■ Given request ■
Give back, unchanged, each line from the one containing "Locate every instance of the sky" through the last line of the entries below.

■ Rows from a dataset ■
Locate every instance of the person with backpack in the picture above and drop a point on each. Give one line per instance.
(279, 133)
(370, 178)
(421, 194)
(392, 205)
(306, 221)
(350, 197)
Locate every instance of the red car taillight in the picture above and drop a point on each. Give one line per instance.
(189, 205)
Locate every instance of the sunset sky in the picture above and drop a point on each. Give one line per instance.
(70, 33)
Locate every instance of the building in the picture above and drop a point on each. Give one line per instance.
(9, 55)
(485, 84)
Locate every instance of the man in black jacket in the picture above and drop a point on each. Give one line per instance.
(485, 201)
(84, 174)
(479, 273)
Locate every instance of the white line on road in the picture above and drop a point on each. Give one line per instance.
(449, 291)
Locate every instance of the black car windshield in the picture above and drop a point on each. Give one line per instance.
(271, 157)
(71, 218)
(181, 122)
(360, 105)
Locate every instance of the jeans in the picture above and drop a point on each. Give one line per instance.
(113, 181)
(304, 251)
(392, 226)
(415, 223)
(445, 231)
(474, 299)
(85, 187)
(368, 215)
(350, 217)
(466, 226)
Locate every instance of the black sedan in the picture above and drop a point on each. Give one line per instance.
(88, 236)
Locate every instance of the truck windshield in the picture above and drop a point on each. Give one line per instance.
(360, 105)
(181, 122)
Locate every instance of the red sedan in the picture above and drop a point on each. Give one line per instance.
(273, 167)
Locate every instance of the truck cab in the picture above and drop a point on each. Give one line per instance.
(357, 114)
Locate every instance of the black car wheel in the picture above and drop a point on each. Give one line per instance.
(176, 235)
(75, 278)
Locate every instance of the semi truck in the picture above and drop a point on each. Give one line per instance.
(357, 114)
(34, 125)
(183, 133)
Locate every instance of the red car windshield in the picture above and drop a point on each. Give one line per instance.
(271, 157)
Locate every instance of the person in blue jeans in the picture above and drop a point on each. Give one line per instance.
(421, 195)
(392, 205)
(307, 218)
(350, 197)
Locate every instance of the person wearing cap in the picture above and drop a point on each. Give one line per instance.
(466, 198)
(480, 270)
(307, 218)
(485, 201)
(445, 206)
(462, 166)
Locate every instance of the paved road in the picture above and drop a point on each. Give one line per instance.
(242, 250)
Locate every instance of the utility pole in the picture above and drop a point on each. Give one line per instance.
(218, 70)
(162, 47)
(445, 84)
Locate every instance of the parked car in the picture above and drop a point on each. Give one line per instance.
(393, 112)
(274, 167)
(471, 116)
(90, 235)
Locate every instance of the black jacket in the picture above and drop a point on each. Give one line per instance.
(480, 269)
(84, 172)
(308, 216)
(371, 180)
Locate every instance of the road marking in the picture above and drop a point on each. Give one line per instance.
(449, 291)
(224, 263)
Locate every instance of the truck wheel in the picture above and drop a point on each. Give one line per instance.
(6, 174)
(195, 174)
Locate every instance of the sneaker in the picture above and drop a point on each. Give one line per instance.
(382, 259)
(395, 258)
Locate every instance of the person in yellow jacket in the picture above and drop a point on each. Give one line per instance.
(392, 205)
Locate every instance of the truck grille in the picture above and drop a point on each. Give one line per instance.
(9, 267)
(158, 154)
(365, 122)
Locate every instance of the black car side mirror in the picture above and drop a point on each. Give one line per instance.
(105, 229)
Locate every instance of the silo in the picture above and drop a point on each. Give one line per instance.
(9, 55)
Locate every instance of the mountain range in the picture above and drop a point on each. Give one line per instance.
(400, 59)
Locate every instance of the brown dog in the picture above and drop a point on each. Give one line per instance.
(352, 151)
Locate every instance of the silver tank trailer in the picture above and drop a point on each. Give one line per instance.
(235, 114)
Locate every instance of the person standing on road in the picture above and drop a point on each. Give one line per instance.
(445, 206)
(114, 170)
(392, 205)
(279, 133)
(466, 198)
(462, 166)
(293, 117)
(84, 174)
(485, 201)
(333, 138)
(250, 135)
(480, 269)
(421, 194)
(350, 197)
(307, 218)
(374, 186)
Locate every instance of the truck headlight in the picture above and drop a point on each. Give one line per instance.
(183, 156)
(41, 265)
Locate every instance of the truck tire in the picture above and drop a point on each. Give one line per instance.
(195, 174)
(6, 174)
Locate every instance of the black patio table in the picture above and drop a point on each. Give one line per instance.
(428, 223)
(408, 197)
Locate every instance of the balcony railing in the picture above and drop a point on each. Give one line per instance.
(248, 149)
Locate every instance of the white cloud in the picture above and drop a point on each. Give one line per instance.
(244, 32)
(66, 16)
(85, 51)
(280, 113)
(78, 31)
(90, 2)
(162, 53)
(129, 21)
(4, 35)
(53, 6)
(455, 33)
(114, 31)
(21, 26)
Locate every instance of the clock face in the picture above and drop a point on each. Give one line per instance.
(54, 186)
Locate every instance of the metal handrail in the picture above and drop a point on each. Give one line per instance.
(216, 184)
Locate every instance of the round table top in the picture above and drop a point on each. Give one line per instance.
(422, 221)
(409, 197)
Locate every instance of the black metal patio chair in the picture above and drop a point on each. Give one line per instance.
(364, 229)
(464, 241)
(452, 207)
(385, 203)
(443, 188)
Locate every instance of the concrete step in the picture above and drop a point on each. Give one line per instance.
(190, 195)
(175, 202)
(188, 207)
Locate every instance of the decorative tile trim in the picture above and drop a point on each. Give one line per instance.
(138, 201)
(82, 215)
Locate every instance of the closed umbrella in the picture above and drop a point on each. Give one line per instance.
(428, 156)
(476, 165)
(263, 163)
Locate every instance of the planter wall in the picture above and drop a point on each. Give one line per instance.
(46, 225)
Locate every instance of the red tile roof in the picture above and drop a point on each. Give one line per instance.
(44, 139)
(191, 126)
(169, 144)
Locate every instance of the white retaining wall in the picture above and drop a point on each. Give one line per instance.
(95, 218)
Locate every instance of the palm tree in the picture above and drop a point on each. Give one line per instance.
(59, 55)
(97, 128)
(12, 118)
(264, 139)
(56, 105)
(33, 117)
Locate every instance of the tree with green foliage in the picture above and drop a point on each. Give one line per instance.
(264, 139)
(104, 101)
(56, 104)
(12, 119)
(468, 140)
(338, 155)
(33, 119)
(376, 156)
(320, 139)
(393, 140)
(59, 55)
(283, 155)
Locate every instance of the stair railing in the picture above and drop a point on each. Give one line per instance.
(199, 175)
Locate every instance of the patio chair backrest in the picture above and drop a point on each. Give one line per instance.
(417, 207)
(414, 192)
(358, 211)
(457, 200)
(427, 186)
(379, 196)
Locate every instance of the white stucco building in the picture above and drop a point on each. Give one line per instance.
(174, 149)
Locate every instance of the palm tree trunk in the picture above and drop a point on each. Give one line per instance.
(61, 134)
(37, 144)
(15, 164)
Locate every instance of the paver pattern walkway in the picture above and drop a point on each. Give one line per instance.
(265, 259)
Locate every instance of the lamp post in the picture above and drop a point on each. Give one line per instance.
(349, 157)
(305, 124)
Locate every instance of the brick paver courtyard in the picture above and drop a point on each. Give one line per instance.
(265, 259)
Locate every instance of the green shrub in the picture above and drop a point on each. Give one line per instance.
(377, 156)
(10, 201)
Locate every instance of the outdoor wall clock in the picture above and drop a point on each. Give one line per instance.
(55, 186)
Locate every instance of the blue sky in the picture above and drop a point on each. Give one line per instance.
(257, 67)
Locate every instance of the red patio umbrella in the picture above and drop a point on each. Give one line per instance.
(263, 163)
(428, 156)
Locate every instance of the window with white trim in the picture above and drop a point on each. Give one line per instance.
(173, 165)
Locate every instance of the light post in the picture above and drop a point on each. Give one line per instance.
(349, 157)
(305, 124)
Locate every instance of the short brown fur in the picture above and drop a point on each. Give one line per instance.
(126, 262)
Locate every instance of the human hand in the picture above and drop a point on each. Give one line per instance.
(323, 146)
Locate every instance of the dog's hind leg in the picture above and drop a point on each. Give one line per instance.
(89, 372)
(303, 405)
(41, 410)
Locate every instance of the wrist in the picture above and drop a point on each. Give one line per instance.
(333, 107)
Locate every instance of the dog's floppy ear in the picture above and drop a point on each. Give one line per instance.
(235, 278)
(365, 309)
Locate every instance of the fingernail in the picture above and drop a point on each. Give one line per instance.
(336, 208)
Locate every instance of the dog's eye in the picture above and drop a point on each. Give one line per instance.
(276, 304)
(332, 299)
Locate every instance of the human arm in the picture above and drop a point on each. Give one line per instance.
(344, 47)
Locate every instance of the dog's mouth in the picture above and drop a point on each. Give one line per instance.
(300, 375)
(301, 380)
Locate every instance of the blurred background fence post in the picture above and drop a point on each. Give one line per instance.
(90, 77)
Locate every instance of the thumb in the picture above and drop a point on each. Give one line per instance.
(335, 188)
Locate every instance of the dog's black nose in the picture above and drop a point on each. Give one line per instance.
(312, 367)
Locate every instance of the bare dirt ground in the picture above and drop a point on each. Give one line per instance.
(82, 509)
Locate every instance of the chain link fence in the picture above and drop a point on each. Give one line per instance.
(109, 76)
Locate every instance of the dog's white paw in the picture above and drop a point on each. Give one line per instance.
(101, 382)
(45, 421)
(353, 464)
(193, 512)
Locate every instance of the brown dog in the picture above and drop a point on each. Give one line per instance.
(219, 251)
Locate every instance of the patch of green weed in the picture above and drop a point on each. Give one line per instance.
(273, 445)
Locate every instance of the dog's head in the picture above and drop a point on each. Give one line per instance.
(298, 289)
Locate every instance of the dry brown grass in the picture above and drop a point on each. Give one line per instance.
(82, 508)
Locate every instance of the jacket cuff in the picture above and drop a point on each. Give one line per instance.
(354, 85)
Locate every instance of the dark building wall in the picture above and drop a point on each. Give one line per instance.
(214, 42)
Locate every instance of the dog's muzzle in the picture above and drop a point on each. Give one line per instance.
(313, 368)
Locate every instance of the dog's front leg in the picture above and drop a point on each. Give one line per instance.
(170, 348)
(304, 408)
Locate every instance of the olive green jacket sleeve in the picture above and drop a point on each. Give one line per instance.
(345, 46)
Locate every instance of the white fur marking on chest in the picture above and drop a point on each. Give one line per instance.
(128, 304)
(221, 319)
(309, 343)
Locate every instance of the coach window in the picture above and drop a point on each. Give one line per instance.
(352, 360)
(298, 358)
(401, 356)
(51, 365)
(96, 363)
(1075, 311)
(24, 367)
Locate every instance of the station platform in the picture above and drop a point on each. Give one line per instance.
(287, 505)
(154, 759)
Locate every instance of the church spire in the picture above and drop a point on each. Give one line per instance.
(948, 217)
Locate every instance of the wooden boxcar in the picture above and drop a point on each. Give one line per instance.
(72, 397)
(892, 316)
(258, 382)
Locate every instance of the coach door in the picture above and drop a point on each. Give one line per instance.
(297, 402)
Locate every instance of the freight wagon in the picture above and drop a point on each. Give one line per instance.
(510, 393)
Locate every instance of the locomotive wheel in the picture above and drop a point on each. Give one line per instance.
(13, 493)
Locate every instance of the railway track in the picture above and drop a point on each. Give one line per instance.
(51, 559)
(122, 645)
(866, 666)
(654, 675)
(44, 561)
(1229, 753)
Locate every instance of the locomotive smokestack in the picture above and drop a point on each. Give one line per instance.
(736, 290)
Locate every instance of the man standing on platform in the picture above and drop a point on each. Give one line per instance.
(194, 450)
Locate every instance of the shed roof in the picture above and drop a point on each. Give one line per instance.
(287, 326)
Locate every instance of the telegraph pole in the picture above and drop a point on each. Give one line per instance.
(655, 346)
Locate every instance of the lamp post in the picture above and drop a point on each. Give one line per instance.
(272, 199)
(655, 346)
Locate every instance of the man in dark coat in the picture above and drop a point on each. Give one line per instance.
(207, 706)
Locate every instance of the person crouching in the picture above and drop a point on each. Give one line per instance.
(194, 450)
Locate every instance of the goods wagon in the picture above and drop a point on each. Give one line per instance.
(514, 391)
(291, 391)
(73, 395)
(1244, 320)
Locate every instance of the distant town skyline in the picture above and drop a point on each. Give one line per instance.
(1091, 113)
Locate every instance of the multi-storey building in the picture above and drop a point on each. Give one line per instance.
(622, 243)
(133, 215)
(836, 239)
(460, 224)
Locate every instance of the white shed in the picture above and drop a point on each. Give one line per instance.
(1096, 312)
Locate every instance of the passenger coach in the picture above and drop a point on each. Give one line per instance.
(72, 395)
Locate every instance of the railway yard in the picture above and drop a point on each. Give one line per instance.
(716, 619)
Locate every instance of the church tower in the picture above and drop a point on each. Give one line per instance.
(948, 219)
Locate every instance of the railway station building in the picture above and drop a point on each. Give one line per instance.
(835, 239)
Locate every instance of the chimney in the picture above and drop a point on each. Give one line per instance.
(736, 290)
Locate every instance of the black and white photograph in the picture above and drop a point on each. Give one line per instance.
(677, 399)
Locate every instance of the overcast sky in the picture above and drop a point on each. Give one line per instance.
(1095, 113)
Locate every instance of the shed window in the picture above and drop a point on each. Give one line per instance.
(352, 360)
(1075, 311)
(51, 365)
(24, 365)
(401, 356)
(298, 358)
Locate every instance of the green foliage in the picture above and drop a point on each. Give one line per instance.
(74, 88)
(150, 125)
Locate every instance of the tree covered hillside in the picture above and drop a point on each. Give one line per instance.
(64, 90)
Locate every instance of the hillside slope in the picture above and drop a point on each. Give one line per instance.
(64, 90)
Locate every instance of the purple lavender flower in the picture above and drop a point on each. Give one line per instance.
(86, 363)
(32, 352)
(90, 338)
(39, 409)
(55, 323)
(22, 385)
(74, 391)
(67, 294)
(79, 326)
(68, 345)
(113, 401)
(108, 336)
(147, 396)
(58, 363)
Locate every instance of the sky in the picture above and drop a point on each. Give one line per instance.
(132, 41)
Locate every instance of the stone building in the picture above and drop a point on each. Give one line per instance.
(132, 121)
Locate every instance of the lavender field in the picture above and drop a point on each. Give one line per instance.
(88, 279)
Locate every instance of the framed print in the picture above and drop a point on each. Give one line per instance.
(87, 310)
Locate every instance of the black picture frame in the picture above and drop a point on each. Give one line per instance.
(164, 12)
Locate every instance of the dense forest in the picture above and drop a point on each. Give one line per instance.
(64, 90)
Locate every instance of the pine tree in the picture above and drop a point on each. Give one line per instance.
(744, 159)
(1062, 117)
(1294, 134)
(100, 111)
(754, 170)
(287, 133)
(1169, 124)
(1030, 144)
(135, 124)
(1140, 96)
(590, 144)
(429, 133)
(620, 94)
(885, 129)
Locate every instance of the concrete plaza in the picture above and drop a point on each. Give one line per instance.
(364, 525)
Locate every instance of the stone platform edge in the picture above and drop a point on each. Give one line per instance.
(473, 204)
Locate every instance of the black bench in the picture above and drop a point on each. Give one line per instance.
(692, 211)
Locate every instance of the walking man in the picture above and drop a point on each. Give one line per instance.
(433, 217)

■ Problem solution ■
Locate every instance of the sky in the picture above and drop a point on each. Give one line per instance.
(132, 41)
Locate every instance of the stone building in the picture above and drop a point on each. Give one line per instance.
(132, 121)
Locate every instance of the lavender field in the picture above and drop a point on each. Give one line per instance.
(88, 279)
Locate every instance of the framed print in the picture above and drop a point on each. Give one line per instance.
(87, 310)
Locate every instance of the black picture frame in the picture above and drop a point on each. Give one line per instance.
(164, 12)
Locate every instance of the dense forest in the picture above and drop a point on each. Give one line per instance.
(64, 90)
Locate every instance of the pine tree in the picture above and drop a point on each. Give one line per instance.
(744, 159)
(1062, 117)
(1294, 134)
(100, 111)
(754, 170)
(287, 133)
(1169, 124)
(1030, 144)
(135, 124)
(1140, 96)
(590, 144)
(429, 133)
(620, 94)
(885, 129)
Locate every instance of the concrete plaza in the picture above and drop a point on each. Give one line per instance.
(364, 525)
Locate every instance of the stone platform edge in the picture above and drop a point on each. Give one line per instance.
(473, 204)
Locate every instance of the black bench in the picture above and drop a point on each. Give one line per instance.
(692, 211)
Locate every instance of the walking man in the picture above and drop a point on each. Give one line per instance.
(433, 217)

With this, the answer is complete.